Point annotation records
++++++

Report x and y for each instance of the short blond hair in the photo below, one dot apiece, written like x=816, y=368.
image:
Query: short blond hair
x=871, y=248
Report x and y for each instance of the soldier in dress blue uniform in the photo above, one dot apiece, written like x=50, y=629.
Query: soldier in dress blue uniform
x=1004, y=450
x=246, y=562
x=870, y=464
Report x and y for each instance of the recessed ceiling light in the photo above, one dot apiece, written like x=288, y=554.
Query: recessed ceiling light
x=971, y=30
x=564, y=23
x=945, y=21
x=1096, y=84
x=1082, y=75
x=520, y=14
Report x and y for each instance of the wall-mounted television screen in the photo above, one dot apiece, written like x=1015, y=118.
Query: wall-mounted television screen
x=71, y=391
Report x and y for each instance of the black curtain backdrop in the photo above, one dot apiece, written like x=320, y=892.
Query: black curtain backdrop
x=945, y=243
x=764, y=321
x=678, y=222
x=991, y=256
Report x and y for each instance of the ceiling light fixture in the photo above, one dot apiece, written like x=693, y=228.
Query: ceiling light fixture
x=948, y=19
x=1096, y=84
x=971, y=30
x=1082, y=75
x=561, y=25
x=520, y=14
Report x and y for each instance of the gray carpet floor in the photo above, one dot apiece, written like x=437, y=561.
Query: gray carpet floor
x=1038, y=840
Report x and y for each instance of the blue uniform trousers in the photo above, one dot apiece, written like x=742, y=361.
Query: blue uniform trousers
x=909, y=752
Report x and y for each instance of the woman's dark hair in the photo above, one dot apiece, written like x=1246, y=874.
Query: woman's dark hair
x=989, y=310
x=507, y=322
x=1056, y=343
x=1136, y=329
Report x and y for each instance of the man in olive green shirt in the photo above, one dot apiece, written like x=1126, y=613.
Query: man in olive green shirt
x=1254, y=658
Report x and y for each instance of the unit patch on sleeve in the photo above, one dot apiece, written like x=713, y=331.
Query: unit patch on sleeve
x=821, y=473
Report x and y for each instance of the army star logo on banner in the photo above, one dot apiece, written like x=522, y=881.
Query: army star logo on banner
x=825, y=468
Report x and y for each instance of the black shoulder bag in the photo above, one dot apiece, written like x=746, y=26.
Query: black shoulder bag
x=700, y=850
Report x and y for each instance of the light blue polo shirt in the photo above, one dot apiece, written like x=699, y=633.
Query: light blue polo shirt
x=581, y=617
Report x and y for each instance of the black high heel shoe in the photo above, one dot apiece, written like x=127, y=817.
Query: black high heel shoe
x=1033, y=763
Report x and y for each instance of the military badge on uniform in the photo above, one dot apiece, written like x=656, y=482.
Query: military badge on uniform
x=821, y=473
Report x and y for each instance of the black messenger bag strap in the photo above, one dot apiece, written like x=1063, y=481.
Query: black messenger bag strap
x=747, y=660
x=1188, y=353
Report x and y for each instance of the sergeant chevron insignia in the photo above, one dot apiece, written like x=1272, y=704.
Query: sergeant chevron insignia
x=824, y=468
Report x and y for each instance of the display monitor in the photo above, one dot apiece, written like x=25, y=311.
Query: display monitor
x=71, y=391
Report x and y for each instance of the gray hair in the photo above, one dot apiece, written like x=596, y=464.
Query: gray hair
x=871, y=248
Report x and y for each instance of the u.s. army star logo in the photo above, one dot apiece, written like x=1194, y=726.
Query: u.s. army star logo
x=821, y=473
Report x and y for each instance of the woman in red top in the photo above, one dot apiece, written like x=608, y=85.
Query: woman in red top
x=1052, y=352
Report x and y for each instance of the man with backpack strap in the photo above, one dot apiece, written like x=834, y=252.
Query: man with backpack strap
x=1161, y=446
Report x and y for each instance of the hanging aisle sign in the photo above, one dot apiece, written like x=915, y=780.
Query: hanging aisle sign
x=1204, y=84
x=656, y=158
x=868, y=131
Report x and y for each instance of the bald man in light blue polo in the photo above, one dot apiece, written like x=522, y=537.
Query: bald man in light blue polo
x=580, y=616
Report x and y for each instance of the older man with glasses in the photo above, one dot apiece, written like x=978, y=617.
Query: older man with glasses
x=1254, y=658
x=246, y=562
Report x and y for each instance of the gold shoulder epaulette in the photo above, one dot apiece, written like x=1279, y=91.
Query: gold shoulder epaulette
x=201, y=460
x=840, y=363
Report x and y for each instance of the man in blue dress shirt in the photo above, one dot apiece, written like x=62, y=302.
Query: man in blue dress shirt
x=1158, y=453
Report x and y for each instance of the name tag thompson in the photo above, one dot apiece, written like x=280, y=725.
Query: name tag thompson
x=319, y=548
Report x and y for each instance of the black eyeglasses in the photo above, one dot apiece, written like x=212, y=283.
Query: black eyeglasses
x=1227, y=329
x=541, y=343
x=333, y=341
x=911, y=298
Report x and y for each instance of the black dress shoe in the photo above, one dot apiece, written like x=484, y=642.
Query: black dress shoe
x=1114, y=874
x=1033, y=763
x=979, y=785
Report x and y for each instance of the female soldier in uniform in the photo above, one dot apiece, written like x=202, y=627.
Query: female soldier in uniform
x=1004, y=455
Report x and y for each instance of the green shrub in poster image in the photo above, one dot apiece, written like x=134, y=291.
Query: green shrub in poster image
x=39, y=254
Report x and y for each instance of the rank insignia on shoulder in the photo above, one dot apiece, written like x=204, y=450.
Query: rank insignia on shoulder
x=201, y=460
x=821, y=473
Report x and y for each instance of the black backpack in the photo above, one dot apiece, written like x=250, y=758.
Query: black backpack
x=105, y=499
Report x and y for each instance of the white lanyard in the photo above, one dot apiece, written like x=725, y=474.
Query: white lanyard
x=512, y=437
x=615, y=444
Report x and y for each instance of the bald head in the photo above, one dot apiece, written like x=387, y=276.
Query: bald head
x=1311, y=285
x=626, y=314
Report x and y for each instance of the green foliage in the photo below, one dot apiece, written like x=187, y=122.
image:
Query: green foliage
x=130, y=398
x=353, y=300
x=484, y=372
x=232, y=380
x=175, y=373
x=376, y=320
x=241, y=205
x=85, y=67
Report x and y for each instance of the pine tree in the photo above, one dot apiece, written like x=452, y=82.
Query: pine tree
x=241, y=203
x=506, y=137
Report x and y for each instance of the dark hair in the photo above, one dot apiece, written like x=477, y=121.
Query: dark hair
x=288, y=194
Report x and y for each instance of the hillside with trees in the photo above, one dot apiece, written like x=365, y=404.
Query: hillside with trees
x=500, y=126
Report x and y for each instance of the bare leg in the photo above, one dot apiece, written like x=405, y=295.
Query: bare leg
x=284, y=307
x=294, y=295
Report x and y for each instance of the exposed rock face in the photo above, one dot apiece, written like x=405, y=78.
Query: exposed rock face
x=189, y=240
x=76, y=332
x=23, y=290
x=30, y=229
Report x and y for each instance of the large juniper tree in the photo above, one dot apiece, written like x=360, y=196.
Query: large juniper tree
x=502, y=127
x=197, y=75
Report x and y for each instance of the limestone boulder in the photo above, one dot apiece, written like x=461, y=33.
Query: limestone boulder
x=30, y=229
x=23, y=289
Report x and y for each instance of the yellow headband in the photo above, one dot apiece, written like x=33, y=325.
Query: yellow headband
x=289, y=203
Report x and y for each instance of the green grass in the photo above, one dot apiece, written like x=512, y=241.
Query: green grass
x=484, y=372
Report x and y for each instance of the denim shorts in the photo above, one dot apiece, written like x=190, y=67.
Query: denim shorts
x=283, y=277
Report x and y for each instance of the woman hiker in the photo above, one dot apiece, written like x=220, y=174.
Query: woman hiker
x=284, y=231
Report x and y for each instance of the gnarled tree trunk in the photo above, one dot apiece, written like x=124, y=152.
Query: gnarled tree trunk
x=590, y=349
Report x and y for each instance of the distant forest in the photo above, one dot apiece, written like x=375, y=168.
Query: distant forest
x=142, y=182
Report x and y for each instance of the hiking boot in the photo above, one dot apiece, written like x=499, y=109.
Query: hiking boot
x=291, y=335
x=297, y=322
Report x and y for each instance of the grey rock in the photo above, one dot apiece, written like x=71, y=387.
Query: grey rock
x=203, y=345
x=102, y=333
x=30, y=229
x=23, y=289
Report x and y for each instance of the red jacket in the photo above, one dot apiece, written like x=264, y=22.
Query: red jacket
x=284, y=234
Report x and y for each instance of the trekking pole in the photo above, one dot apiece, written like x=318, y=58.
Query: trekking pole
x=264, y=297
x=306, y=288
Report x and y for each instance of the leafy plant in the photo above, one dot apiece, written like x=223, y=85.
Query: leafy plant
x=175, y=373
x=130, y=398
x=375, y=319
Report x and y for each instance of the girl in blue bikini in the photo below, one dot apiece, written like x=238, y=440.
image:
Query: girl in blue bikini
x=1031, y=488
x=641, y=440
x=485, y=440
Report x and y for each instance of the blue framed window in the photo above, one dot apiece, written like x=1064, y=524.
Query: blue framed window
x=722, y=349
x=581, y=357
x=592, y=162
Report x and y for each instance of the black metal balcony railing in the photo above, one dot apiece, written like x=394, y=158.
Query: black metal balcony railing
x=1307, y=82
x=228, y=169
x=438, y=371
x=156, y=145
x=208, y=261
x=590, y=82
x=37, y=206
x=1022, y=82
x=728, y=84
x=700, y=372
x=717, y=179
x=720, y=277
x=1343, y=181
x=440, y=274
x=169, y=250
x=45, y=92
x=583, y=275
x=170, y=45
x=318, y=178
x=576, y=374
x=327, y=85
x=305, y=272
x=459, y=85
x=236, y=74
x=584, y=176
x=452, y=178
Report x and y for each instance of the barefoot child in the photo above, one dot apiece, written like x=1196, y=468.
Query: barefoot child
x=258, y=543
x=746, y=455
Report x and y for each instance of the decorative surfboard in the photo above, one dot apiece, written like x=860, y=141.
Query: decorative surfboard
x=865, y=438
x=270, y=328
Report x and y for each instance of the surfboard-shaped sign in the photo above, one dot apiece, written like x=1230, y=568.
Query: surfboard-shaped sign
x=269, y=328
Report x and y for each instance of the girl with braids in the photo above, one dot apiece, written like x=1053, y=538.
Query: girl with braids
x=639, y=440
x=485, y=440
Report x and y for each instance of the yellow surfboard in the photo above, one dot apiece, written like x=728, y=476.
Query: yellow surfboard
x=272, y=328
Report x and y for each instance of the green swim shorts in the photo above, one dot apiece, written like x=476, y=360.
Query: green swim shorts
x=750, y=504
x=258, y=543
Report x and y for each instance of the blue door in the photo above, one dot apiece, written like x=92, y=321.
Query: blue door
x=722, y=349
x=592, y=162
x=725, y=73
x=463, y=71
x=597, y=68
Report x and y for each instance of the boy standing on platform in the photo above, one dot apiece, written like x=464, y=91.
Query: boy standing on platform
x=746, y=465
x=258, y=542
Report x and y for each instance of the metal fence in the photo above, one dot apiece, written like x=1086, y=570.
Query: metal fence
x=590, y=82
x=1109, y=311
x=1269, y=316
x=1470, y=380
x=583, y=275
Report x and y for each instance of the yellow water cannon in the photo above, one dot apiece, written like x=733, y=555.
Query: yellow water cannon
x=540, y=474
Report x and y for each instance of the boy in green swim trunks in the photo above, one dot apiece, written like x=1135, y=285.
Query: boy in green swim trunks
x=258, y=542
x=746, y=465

++++++

§ Written task: Only the lines from the one that contains "Report x and y for each instance of the metal" to the end of the entries above should be given again, exactly and in full.

§ Completed exercise:
Report x and y for each instance of the metal fence in the photo above, one dot apiece, written like x=1086, y=570.
Query: metal fence
x=590, y=82
x=1109, y=311
x=1269, y=316
x=1470, y=380
x=583, y=275
Report x and y for each instance of the yellow water cannon in the photo above, one dot apiece, written like x=733, y=555.
Query: yellow water cannon
x=540, y=474
Report x and y for each instance of the boy in green swim trunks in the photo above, one dot apiece, written like x=1135, y=285.
Query: boy in green swim trunks
x=258, y=542
x=746, y=465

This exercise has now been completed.